## Task directions
Check each line of the entries below for the word "foliage", and copy out the ones that have it.

====== Dataset extract

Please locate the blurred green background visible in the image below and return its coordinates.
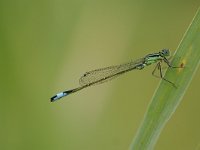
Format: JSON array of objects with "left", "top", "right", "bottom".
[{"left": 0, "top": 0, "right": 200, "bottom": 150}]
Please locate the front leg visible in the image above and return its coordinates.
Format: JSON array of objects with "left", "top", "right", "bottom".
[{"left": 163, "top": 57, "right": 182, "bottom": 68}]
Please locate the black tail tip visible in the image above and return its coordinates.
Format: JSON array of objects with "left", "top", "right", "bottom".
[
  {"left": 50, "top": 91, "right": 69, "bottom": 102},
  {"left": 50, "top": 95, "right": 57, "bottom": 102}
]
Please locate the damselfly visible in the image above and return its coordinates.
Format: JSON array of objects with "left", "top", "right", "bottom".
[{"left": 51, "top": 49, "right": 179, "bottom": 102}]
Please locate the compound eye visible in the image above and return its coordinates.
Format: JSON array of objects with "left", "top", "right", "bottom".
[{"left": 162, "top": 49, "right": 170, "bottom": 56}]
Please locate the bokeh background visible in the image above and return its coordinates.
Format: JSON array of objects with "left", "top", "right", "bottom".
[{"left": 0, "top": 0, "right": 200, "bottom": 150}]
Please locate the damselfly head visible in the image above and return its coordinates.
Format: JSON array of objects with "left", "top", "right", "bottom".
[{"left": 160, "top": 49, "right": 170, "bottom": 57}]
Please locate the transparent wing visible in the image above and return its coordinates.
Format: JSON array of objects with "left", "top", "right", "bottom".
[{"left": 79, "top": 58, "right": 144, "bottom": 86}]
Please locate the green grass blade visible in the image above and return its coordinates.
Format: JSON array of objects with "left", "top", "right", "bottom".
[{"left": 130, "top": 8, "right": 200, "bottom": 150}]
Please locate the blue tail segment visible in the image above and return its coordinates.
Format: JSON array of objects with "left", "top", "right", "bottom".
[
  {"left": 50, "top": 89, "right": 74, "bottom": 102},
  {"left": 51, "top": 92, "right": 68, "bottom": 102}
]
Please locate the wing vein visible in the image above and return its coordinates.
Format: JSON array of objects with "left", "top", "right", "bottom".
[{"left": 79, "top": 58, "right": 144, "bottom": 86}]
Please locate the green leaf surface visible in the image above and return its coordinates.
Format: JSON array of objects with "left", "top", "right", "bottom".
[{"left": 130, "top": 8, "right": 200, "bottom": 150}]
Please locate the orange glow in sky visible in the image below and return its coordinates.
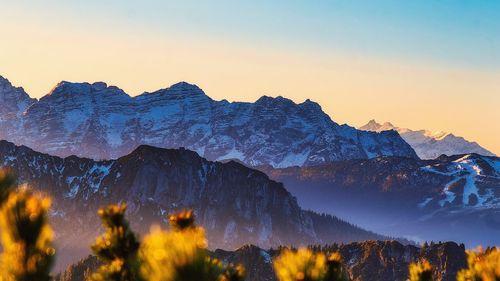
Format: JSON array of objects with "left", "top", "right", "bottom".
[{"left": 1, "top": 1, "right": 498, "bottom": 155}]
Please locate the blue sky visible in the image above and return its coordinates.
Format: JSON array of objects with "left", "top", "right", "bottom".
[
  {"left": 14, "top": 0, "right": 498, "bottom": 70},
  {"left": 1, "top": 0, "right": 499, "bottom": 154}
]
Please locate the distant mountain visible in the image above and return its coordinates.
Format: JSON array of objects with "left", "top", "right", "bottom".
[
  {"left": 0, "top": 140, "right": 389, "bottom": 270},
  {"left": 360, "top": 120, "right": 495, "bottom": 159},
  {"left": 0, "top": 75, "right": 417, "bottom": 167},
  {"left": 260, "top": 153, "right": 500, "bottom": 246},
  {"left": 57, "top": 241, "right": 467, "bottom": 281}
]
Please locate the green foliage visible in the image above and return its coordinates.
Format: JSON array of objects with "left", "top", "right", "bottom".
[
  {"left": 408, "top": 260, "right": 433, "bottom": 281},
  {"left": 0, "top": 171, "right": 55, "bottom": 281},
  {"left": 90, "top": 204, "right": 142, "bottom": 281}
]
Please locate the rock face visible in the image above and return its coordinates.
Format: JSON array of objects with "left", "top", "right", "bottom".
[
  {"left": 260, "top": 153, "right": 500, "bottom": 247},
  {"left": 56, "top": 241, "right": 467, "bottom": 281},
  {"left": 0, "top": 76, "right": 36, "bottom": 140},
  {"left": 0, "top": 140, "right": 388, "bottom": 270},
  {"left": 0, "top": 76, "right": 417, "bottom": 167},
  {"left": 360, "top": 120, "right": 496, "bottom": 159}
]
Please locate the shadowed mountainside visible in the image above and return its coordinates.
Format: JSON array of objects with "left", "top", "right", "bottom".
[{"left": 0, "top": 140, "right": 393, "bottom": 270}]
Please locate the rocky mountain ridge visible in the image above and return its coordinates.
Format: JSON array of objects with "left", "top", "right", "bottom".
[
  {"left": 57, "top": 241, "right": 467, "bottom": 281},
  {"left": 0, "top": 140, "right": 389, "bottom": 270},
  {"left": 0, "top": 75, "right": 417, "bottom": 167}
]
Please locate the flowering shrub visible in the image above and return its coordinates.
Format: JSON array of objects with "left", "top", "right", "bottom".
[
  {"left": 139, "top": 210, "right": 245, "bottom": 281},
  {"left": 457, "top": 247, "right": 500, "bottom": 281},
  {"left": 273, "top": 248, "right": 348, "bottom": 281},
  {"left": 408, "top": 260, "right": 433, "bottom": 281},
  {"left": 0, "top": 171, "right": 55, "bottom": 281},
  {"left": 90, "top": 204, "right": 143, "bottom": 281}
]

============
====== Dataset extract

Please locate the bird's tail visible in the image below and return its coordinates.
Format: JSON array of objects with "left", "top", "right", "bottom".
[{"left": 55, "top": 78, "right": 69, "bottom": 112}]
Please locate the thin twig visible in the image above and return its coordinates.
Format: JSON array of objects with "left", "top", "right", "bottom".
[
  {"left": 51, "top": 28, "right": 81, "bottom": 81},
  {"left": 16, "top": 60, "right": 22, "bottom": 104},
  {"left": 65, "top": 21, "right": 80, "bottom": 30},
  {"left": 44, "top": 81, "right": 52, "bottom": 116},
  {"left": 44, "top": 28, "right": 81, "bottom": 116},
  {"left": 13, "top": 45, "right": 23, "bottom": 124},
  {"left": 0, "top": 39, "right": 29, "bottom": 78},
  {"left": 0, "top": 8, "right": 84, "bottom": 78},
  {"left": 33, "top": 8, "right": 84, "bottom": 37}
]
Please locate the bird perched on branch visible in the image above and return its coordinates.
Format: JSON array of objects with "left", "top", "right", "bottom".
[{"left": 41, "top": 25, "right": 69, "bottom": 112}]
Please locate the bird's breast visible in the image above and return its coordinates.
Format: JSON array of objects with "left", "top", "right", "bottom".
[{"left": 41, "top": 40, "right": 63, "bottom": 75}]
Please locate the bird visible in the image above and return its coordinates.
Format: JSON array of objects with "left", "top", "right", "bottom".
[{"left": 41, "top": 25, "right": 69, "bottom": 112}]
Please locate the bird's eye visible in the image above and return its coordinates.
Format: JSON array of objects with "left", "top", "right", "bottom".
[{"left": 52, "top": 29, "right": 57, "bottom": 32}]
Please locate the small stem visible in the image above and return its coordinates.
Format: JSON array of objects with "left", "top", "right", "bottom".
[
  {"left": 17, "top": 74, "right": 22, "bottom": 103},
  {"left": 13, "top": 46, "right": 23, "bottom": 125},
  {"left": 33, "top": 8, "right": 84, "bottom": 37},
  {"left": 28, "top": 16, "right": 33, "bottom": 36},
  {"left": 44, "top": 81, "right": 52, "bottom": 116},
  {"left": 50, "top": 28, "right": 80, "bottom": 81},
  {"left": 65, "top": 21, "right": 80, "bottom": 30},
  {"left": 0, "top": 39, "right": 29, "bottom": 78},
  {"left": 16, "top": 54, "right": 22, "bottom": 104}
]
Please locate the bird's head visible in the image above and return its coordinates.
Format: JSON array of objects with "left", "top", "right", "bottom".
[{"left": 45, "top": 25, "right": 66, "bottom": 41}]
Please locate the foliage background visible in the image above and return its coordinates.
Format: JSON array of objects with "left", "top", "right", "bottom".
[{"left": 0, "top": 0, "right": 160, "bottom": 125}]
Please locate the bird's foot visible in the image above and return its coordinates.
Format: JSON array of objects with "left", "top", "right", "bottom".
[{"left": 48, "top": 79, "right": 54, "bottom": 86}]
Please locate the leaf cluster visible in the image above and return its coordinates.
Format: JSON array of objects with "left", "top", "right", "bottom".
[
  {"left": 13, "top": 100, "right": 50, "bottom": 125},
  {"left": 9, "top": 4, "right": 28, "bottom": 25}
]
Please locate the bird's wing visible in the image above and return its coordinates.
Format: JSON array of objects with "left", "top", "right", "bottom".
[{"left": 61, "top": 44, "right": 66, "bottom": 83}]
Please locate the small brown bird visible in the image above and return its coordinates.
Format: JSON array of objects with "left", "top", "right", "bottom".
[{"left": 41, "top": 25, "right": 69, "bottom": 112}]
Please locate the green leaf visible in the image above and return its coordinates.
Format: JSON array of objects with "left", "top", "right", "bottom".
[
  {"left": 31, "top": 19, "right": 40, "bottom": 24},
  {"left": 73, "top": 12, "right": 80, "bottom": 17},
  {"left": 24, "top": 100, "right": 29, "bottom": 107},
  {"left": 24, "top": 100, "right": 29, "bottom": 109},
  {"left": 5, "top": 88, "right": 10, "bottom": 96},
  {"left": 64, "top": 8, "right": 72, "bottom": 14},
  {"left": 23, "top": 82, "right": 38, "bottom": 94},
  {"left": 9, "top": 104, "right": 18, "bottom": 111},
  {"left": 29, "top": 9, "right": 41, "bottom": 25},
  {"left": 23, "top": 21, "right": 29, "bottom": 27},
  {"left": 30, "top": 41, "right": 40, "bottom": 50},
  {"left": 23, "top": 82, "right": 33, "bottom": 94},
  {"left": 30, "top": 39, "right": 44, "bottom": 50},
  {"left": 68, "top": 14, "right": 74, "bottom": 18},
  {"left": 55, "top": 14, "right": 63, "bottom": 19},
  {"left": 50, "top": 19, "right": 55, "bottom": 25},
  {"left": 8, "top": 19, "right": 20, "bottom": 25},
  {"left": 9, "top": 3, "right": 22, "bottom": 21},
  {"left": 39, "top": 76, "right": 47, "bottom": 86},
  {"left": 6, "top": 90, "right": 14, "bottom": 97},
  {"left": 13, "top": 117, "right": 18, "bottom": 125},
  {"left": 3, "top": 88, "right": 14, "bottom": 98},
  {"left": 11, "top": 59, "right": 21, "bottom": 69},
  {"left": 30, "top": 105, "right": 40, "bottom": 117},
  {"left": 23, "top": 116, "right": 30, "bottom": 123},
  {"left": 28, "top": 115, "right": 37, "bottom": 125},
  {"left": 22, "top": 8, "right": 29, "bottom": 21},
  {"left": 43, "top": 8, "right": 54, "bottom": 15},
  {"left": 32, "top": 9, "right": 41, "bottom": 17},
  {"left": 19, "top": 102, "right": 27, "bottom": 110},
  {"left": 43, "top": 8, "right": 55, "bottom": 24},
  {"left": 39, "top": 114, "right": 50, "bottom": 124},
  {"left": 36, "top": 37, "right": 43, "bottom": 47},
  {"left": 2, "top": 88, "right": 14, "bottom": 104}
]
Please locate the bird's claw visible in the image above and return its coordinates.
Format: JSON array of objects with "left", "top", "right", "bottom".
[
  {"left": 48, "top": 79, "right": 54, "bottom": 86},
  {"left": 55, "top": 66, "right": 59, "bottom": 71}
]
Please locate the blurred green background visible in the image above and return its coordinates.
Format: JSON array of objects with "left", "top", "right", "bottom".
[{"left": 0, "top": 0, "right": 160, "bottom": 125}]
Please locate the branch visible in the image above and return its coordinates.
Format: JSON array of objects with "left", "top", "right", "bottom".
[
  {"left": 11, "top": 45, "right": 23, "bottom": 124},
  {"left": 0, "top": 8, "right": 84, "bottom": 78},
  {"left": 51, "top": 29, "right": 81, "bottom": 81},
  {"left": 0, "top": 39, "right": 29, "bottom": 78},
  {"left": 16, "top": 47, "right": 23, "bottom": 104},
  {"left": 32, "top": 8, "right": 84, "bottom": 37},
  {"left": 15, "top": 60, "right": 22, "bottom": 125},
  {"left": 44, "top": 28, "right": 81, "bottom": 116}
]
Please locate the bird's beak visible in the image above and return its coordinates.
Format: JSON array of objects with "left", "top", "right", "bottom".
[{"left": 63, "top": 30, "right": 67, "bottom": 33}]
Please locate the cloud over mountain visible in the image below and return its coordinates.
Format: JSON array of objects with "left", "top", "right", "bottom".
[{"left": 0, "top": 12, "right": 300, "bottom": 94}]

============

## Problem solution
Please locate the green foliage visible in the image above and return its coordinates.
Please locate the foliage background visible in the image above and return its coordinates.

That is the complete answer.